— What this task involves —
Rewrite the part of the listing that opens with the line containing "locate: bicycle front" and runs through the end of the listing, keeping every line, including the locate and report lines, and increase each x and y coordinate in the answer points by 59.
:::::
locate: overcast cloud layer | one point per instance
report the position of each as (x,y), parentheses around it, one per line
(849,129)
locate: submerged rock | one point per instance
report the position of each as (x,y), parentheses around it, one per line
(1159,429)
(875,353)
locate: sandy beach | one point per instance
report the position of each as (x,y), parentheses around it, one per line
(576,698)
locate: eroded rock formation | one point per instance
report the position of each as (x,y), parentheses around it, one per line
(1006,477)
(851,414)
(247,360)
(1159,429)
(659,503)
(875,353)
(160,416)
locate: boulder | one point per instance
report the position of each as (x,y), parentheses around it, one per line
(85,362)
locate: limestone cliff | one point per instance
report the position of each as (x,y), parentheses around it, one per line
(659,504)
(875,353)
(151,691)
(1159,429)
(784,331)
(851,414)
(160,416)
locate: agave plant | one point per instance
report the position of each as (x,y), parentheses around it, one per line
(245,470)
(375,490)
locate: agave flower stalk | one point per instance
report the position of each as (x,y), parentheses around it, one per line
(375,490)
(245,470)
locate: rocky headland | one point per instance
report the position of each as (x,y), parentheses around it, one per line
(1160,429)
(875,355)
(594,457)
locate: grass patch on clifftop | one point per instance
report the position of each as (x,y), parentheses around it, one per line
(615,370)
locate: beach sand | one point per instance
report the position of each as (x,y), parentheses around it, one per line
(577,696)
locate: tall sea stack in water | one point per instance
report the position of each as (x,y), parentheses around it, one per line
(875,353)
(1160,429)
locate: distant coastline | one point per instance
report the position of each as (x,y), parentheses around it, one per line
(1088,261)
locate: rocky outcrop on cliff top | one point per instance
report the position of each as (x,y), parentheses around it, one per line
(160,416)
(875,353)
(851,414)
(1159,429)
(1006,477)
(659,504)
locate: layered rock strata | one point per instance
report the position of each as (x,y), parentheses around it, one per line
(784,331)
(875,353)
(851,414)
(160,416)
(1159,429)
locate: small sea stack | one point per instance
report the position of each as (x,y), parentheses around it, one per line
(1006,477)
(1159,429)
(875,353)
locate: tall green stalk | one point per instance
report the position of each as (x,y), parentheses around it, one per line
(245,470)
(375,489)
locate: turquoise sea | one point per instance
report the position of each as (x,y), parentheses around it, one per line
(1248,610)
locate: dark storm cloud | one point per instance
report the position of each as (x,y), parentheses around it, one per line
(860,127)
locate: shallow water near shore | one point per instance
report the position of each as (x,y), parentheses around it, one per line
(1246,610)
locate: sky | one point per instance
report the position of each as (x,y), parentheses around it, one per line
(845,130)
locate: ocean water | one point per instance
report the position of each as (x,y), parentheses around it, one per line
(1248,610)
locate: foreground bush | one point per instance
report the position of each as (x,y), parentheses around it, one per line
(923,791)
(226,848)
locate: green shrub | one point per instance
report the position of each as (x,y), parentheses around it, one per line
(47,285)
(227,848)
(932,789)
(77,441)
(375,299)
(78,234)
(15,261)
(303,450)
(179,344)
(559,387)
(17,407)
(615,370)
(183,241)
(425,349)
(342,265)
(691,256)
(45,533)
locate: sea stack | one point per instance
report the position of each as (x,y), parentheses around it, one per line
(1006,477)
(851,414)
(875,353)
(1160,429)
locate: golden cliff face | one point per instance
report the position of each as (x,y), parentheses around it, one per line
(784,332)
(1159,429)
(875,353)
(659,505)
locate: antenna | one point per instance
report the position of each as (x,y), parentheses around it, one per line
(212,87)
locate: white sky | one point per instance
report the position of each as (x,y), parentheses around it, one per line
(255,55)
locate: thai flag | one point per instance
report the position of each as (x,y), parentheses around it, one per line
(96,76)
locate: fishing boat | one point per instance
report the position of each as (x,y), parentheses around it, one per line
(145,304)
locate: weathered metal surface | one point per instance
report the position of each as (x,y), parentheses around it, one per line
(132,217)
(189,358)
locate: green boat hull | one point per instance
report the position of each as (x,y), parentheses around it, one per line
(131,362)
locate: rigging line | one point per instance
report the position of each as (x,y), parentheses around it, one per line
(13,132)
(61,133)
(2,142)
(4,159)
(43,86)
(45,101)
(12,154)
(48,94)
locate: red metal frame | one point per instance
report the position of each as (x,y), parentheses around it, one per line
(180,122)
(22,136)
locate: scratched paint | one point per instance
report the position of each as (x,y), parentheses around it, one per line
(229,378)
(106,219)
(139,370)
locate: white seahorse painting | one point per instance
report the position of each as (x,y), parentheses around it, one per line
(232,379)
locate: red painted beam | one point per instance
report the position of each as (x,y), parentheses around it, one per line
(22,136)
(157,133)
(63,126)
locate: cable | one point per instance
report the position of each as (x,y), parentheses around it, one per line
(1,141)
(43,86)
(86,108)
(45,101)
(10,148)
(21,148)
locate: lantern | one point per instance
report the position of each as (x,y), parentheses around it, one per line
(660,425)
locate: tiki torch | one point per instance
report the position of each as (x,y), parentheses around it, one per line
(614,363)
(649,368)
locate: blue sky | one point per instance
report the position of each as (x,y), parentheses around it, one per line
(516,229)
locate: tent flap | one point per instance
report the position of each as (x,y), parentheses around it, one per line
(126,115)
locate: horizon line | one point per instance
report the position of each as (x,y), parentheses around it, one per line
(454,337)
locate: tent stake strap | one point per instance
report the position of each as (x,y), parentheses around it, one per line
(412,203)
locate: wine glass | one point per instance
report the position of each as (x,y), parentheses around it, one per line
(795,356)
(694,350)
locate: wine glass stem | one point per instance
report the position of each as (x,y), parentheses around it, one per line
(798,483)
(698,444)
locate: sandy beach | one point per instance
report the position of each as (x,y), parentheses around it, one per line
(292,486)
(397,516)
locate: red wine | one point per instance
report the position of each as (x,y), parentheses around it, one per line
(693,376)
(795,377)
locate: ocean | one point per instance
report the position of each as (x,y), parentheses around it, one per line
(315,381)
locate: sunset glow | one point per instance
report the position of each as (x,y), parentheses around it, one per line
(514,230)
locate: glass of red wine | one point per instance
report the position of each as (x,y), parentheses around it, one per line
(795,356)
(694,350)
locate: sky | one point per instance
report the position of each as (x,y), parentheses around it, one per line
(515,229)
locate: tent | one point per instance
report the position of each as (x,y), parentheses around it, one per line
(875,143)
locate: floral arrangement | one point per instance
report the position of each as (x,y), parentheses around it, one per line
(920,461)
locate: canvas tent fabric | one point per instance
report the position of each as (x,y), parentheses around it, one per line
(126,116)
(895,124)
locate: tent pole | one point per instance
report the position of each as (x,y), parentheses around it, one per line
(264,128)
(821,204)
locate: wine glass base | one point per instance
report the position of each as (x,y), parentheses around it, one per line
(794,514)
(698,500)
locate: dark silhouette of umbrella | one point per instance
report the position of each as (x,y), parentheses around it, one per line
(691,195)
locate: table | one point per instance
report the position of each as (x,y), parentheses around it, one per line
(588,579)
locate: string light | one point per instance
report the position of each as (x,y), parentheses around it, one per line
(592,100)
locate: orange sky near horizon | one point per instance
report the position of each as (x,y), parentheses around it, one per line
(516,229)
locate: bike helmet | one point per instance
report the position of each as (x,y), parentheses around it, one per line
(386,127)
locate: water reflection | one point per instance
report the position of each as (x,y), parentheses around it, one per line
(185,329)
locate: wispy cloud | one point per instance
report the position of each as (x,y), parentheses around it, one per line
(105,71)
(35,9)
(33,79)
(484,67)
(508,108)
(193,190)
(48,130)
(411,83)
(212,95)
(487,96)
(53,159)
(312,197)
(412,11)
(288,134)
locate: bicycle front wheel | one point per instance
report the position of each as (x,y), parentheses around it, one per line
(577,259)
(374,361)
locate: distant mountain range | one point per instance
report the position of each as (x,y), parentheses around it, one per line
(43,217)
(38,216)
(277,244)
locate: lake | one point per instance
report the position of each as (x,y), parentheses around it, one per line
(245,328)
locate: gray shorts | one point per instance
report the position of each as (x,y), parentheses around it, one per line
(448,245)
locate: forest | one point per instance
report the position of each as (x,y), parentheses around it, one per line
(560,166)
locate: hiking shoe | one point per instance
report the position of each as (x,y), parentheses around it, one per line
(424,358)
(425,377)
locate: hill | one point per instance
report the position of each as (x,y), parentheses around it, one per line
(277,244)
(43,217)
:::::
— Completed task —
locate: bicycle front wheel | one point per instance
report the position of each as (x,y), parentheses around it, one per line
(636,318)
(433,420)
locate: distant mountain range | one point per instance
report the position of each as (x,y), parentheses around it, one per line
(102,276)
(97,275)
(336,303)
locate: lake | one point per instance
report the position of each as (x,y), parentheses around it, one per line
(304,387)
locate: gray shorts | one point per instance
report the position of each as (x,y), parentheses around it, one per line
(507,304)
locate: forest | one point per instance
report the position of each as (x,y), parentheses around it, one per line
(619,225)
locate: hiking shoe | one point per instance
report the position of each as (x,y), parentheses around it, one per line
(483,417)
(484,436)
locate: hill | one point per instance
report the position of each as (x,y), parentheses around it, one per line
(336,303)
(102,276)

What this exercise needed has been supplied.